Output every line of the entries from the line containing "woman in teal" through the last, exactly, with no other content.

● ● ●

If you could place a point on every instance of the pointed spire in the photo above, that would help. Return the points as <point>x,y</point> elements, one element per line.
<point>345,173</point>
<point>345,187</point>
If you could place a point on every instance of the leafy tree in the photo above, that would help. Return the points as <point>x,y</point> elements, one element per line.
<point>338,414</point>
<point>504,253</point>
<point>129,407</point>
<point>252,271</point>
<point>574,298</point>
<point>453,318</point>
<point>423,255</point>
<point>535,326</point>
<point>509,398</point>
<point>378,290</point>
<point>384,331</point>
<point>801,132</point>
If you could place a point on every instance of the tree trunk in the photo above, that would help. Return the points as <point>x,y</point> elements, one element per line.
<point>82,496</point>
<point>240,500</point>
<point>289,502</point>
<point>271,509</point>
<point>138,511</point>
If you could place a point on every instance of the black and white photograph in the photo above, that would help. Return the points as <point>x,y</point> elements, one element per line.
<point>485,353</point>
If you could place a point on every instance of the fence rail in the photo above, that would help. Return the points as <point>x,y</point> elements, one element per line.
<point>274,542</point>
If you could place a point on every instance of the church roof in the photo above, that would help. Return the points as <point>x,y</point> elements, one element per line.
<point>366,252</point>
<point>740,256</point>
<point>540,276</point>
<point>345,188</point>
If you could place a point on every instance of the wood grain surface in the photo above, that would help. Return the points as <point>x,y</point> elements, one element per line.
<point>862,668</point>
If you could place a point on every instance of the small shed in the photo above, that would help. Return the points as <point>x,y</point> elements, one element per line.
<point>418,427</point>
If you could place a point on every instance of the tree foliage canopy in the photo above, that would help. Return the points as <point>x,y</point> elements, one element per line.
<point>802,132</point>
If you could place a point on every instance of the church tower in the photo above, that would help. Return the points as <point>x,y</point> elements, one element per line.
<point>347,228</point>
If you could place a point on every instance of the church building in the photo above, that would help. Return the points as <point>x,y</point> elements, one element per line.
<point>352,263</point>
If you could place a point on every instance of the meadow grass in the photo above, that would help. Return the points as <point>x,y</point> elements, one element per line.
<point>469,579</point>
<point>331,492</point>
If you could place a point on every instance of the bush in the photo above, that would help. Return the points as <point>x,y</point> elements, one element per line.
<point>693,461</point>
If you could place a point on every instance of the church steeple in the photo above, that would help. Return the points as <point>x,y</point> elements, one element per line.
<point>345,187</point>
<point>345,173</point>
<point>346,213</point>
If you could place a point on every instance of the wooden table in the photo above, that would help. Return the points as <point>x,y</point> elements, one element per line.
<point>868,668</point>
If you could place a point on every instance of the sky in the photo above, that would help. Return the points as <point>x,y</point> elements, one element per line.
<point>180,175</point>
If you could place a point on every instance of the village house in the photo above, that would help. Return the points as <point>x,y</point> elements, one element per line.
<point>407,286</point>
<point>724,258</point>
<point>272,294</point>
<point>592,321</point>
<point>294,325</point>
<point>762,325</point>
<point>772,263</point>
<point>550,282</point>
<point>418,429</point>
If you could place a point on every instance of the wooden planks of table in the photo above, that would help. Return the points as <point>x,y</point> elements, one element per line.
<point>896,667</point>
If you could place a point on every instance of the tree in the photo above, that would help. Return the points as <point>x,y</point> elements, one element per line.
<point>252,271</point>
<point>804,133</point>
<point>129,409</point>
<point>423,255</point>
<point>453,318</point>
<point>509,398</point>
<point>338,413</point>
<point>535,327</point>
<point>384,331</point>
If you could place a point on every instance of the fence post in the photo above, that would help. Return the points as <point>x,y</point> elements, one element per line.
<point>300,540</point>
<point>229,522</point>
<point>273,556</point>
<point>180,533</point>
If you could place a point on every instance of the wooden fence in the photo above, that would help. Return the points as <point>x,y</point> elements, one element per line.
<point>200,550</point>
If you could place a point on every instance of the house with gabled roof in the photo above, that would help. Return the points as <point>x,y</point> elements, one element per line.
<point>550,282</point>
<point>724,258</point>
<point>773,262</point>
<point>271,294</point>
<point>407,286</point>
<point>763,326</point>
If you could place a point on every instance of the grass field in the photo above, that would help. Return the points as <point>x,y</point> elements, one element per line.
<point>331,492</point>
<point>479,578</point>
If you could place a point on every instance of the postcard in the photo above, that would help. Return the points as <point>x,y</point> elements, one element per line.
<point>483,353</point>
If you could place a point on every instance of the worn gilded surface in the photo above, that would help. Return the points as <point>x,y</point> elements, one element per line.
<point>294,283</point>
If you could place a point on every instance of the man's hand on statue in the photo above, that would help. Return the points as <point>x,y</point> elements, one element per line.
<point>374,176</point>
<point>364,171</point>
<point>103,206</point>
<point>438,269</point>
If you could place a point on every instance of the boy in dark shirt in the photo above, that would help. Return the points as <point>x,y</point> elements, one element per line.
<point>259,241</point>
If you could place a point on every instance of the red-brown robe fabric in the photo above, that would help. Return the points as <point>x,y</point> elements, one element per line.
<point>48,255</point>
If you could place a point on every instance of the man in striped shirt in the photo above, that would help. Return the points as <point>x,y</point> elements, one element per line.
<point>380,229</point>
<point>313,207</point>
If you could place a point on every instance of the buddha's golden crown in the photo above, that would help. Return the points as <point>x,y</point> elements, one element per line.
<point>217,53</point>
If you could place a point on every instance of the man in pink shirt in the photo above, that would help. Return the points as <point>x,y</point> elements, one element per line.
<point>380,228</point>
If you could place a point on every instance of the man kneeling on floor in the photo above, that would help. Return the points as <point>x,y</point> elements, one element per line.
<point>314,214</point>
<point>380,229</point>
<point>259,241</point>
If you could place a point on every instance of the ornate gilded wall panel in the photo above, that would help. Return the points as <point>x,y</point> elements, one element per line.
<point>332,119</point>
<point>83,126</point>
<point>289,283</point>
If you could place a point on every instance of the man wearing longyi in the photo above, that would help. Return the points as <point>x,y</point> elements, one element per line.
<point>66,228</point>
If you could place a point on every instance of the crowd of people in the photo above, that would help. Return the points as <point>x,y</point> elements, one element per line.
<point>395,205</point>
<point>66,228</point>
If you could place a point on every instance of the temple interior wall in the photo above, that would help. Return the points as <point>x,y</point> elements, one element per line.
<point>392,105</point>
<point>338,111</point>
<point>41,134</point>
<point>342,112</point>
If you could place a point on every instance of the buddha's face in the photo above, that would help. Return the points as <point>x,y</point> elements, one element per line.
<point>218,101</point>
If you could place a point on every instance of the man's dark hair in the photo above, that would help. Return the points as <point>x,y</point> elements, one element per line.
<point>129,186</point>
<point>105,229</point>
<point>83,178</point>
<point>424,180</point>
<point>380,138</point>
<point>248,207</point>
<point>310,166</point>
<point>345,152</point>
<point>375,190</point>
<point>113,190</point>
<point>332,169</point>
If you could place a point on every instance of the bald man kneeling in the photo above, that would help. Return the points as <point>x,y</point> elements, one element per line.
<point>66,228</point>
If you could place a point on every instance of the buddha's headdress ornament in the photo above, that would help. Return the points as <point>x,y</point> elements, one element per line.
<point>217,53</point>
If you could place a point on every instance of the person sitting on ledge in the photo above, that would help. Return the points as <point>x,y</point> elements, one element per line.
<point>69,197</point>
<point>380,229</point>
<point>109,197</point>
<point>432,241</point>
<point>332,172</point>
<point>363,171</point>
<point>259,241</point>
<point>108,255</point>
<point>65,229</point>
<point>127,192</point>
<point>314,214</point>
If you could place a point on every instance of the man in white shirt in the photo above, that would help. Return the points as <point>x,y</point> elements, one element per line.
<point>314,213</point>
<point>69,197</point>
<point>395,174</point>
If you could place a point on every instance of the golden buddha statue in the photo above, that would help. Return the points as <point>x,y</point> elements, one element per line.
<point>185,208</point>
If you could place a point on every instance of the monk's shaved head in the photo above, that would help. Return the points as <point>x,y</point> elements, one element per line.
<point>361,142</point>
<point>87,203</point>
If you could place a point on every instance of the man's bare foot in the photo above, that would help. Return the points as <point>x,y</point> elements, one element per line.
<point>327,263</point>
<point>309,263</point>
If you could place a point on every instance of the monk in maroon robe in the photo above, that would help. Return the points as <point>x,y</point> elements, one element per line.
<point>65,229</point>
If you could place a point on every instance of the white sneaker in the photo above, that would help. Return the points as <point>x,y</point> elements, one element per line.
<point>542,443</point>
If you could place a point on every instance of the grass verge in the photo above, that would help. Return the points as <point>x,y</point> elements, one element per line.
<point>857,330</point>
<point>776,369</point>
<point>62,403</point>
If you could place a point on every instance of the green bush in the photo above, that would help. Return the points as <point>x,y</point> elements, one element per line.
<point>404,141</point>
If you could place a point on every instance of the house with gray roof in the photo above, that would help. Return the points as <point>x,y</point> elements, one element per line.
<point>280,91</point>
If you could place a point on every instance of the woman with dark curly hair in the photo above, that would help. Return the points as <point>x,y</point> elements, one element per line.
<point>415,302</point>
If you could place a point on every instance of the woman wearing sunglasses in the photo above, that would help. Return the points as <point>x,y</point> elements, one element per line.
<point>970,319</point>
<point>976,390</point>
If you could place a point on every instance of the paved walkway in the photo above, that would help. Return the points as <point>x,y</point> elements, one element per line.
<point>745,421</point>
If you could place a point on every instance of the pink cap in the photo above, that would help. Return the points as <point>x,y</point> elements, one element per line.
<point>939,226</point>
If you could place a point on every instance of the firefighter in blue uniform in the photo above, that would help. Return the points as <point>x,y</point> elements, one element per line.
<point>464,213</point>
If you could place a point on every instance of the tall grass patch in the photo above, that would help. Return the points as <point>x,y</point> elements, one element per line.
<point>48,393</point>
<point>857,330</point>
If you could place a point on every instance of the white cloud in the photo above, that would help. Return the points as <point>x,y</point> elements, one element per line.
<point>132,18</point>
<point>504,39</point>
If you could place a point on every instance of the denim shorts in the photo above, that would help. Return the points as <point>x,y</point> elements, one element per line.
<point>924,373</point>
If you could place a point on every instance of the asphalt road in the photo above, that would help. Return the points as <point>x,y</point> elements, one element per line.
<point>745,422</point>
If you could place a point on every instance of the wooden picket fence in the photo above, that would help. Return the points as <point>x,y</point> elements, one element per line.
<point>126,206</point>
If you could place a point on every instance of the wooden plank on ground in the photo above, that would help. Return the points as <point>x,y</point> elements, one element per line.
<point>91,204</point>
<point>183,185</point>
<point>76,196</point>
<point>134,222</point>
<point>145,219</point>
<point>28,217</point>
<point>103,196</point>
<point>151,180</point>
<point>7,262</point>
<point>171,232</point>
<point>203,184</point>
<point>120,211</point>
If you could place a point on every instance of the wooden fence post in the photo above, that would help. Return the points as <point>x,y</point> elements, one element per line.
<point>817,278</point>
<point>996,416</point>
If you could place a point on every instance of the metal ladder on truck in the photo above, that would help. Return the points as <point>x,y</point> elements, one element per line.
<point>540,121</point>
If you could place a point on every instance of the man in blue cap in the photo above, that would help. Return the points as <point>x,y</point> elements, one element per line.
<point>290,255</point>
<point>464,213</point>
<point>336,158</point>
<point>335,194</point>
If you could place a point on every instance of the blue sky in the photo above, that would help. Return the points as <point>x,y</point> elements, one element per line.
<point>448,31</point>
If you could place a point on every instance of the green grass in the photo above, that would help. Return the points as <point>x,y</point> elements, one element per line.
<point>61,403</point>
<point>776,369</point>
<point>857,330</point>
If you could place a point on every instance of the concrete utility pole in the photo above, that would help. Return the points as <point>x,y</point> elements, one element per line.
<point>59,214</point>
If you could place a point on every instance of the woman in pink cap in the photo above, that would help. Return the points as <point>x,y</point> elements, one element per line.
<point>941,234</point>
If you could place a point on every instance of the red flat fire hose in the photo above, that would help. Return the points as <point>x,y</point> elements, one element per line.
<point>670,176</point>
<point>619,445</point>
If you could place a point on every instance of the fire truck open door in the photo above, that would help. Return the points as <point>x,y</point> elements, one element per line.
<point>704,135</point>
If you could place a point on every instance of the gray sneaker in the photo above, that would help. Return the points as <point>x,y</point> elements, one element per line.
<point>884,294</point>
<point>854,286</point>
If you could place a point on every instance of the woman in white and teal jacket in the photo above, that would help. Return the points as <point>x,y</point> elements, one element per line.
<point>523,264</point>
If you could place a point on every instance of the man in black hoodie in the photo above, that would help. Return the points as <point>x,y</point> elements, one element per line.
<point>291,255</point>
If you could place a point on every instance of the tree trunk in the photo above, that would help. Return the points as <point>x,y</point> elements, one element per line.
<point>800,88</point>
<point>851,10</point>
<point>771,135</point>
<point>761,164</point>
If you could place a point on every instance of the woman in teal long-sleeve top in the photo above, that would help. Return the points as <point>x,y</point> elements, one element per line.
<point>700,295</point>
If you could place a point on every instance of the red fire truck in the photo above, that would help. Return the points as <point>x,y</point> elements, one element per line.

● ● ●

RESULT FOR THIS EXERCISE:
If you could place a point on every instance of the woman in teal long-sleeve top in the photo above, that would help. Return the points as <point>x,y</point> elements, one element per line.
<point>700,295</point>
If you could place a point on every instance of the red fire truck in the photo above, that would help. Return the points as <point>x,y</point> elements, one element per line.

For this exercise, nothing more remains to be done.